• Aim of the task: Exactly reproduce the lines beginning with the line that includes "Locate every instance of the tree" and ending with the last line of the data.

• Data for the task:
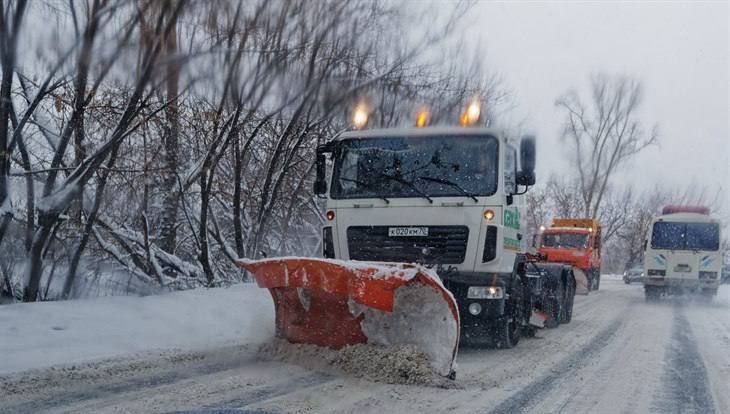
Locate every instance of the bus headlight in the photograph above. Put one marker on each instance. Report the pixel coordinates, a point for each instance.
(485, 292)
(708, 275)
(475, 309)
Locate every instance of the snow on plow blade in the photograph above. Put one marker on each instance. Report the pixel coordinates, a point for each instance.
(337, 303)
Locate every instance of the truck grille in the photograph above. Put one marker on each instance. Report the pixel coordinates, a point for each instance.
(443, 245)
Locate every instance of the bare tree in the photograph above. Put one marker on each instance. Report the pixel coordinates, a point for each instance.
(11, 19)
(603, 134)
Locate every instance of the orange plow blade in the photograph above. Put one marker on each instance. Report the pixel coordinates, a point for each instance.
(337, 303)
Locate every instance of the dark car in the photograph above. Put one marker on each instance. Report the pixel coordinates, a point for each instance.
(633, 275)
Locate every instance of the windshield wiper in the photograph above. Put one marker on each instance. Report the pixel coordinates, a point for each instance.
(409, 185)
(452, 184)
(366, 185)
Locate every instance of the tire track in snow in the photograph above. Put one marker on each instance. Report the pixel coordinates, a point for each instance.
(530, 395)
(267, 393)
(108, 390)
(686, 383)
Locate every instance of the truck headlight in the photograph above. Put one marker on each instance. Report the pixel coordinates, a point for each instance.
(485, 292)
(708, 275)
(475, 309)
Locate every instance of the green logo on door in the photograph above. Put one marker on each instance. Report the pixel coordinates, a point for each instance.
(512, 219)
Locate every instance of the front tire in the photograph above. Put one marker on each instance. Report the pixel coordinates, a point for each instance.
(652, 294)
(554, 307)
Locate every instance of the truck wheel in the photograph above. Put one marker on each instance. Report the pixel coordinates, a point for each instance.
(553, 307)
(506, 332)
(596, 280)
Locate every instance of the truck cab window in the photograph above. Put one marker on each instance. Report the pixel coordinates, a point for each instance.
(510, 171)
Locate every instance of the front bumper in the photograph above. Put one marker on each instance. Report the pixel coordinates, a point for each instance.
(682, 283)
(491, 309)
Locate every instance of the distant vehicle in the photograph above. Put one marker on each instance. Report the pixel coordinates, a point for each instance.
(577, 242)
(635, 274)
(682, 253)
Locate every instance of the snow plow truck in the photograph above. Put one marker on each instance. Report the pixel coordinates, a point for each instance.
(424, 244)
(576, 242)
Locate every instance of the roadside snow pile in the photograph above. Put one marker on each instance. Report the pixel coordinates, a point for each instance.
(39, 335)
(397, 364)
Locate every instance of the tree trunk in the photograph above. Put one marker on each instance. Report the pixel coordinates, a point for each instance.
(204, 256)
(168, 236)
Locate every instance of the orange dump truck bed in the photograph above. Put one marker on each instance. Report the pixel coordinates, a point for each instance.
(574, 241)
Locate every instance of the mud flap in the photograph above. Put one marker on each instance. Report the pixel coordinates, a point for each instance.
(337, 303)
(581, 282)
(538, 318)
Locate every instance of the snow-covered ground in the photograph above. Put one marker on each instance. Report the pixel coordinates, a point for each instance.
(620, 354)
(38, 335)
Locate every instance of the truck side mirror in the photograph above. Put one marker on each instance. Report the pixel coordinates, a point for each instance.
(527, 161)
(320, 182)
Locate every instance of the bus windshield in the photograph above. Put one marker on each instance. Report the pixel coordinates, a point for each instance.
(669, 235)
(565, 240)
(432, 166)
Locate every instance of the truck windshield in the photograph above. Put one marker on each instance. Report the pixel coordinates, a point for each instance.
(669, 235)
(565, 240)
(432, 166)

• Problem solution:
Locate every instance of the tree trunk in the photograph above. Put one marker on each instance. Report the pixel coordinates, a point for each instance.
(204, 256)
(168, 236)
Locate every instance of the orange dump truck bed in the photograph above. Put one marker on each instance. Report the pixel coordinates, a point for each instance.
(574, 241)
Locate every instance of the mud flap in the photograph above. Put one marker on each instance. Report the pixel coordinates, a point for each instance.
(337, 303)
(581, 282)
(538, 318)
Locate every instance of the snow-covered ground in the photograph above. Put one marker on each instance. Report the pixel coordinates, a point for each instance.
(620, 354)
(38, 335)
Locate every instance of the truck side mirror in the photograph above. Put one marker on each instance. Report the pixel coordinates, a point for each instance.
(527, 161)
(320, 182)
Locate every instance of the bus windshield in the photograph above. Put one marker on each instance. Report the pixel coordinates, a point for each instance.
(669, 235)
(565, 240)
(432, 166)
Locate every instance of the truck windshield in the photograph above. Put one marker on each instance. Report the pixel coordinates, a point for each instance.
(669, 235)
(565, 240)
(432, 166)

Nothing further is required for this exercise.